● **Bloque de texto**
☆ ☆ ☆ ☆

Eran los años posteriores a la Segunda Guerra Mundial. Era una época propicia para la expansión empresarial. El ingeniero Quintana recordaba esos momentos como de una importante racha exportadora de productos agrícolas, y el proceso de sustitución de productos industriales extranjeros construía un entorno de oportunidades.
Pero aquellos jóvenes ingenieros aspiraban a ser no solo empresarios exitosos; querían también participar en ese proceso modernizador: “Queríamos modernizar la construcción mexicana”, confesaría Quintana Arrioja. Estaban en el momento adecuado, con el proyecto adecuado. Se reconocieron y se promovieron nacionalistas; sabían que databa de pocos años que las carreteras de nuestro país ya se estaban haciendo por constructoras mexicanas; aspiraban a que fuesen ingenieros mexicanos los que resolvieran los retos que el momento planteaba. Por eso, aunque siempre consideraron que el desempeño del ingeniero civil tenía su campo natural de desarrollo en el mundo de la iniciativa privada, le imprimieron un perfil particular a la nueva empresa: tendría que ser, también, un centro de formación y actualización profesionales.
Así, acuñaron una frase en la que resumían ese afán de crecimiento que guía al empresario, y la visión de progreso que distingue a las generaciones que transforman un país: “se prospera más mientras más desinteresadamente se trabaja”. Era la ingeniería civil entendida como una de las muchas caras de la conciencia social.
Poco a poco, a fuerza de picar piedra, ICA fue ganando terreno, haciendo presencia. Poco a poco, le ganaron contratos a constructores extranjeros, y tuvieron que abrir brecha en un contexto en el cual la excelencia técnica no siempre era el recurso más solicitado; todavía, de manera predominante, “los contratos se otorgaban todavía en función principalmente de influencias y presiones políticas, no de la capacidad técnica.”
Por eso, la alianza entre los arquitectos Mario Pani y Salvador Ortega con el ingeniero Quintana dio lugar a una propuesta novedosa para solucionar el problema de una ciudad en expansión: el Centro Urbano Miguel Alemán, el “multifamiliar”, como se le conoció desde su construcción, iniciada en 1947 y terminada dos años después.
Quintana habría de reconocer que en aquella su primera gran obra, fueron audaces, tanto en costos como en tiempo de realización. Muchos de sus colegas los vieron con recelo; tal vez parecían demasiado jóvenes. Pero finalmente se les adjudicó el proyecto, y con ello, además de generar un conjunto habitacional que ha resistido el paso del tiempo y los sobresaltos de la sismicidad mexicana, adaptaron para nuestro país la manera de vivir en las ciudades, modelo que habían importado de Francia.

☆ ☆ ☆ ☆

● **Información proporcionada**
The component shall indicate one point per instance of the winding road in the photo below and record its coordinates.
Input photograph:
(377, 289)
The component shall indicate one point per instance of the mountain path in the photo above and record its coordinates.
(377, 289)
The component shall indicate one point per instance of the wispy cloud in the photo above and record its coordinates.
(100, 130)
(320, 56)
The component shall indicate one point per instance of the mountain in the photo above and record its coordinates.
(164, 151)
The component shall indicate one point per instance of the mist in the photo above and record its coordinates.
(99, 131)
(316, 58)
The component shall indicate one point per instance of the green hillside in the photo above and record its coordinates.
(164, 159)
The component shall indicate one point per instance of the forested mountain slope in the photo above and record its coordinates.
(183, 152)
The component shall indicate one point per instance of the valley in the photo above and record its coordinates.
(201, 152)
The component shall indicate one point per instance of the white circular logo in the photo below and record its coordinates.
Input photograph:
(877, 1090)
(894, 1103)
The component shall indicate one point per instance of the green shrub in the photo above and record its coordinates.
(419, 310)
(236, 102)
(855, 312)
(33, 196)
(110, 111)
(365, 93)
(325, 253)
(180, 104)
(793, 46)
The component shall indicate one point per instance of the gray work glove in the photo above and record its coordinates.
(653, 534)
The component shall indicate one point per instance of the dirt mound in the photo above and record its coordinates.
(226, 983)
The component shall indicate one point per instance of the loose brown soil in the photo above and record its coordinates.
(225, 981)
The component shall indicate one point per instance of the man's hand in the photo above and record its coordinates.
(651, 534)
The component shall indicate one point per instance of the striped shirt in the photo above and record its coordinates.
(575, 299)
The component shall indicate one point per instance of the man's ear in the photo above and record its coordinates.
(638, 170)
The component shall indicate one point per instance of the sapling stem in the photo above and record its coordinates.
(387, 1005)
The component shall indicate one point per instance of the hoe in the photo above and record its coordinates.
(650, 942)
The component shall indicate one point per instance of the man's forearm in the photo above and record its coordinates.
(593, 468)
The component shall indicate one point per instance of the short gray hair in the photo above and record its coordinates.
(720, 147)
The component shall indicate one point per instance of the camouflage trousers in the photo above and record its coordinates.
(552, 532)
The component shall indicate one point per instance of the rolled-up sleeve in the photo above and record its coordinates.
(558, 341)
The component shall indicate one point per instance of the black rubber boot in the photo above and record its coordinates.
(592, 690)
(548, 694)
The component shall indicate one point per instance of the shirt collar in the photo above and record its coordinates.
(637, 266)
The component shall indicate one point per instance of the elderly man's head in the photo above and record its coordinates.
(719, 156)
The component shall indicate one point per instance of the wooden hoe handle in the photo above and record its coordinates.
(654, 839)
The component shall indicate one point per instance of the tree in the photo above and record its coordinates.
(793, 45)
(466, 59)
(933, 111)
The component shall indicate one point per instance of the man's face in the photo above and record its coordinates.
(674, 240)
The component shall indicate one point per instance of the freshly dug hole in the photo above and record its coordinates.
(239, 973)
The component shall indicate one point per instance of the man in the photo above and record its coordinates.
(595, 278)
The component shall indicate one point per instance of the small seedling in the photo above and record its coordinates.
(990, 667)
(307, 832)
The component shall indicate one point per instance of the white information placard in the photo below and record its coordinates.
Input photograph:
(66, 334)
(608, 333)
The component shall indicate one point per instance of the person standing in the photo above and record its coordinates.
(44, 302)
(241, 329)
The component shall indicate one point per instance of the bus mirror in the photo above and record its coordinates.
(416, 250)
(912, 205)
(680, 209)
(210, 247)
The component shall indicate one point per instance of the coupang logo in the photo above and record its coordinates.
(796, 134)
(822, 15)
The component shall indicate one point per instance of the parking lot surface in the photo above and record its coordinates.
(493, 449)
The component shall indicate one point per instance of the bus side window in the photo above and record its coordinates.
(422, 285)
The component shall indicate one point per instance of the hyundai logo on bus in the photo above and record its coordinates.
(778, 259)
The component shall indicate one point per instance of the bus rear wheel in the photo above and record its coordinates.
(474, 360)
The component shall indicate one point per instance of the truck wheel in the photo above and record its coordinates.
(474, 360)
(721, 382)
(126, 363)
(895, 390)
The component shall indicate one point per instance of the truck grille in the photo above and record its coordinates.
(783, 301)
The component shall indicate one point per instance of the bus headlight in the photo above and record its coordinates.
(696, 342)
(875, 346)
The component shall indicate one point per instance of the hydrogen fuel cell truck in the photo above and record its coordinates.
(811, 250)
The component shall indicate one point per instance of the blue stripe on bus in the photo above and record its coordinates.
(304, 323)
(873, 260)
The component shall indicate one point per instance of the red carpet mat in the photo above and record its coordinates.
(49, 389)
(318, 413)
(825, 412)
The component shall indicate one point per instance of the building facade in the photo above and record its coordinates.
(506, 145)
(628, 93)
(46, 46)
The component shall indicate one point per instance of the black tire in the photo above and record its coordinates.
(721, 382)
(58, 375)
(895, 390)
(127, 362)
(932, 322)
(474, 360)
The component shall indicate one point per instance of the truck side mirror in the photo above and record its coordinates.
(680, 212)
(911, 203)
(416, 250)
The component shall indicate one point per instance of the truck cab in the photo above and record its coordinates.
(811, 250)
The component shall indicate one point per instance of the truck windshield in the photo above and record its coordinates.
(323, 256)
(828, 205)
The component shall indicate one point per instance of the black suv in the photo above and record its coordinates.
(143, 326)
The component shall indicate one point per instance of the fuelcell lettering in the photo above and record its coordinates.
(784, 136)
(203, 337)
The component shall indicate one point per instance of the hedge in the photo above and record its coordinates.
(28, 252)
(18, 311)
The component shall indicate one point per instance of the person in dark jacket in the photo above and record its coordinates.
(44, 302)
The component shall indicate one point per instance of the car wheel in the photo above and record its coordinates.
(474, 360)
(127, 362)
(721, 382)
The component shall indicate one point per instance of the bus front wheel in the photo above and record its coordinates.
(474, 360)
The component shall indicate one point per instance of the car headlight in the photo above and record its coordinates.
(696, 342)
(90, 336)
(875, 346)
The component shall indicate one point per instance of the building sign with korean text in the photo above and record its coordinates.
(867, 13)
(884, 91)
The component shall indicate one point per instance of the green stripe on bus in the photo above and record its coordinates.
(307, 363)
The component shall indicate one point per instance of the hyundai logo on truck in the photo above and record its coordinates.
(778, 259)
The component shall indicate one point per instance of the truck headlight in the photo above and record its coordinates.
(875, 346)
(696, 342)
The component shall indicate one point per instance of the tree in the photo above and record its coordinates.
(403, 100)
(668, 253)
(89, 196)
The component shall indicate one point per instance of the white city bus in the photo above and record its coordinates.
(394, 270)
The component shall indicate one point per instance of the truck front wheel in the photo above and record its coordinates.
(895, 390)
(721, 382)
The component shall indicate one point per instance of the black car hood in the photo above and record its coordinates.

☆ ☆ ☆ ☆

● **Qué se pide**
A: Cita textualmente el pasaje del texto sobre los inicios de ICA de "Por eso, la" a "importado de Francia.".
B: Continúa el texto sobre los inicios de ICA a partir de su última oración.

● **Respuestas por tarea**
A:
Por eso, la alianza entre los arquitectos Mario Pani y Salvador Ortega con el ingeniero Quintana dio lugar a una propuesta novedosa para solucionar el problema de una ciudad en expansión: el Centro Urbano Miguel Alemán, el “multifamiliar”, como se le conoció desde su construcción, iniciada en 1947 y terminada dos años después.
Quintana habría de reconocer que en aquella su primera gran obra, fueron audaces, tanto en costos como en tiempo de realización. Muchos de sus colegas los vieron con recelo; tal vez parecían demasiado jóvenes. Pero finalmente se les adjudicó el proyecto, y con ello, además de generar un conjunto habitacional que ha resistido el paso del tiempo y los sobresaltos de la sismicidad mexicana, adaptaron para nuestro país la manera de vivir en las ciudades, modelo que habían importado de Francia.

B:
Había llegado la era de los multifamiliares, y ni la cultura urbana del mexicano ni su lenguaje ni su manera de vivir en colectivo, volvieron a ser las mismas. El proyecto construido por ICA sería el primero de miles que ahora constituyen la principal solución para los habitantes de las ciudades.
El ingeniero tenía años mirando hacia la consolidación del entorno empresarial que, a fuerza de esfuerzo y tenacidad ser habían ganado los constructores mexicanos. Así fue como promovió la creación, en 1953, de la Cámara Nacional de la Industria de la Construcción (CMIC), de la cual también fue presidente.
Puesto que construcción e insumos es un binomio indisoluble también trabajó para fundar lo que se llamó Cámara del Cemento y que hoy es la Cámara Nacional de la Industria del Cemento. Quintana fue también miembro de la Asociación Mexicana de Caminos, y es comprensible: durante años, el desarrollo de la red carretera mexicana fue uno de los grandes motores de la industria de la construcción.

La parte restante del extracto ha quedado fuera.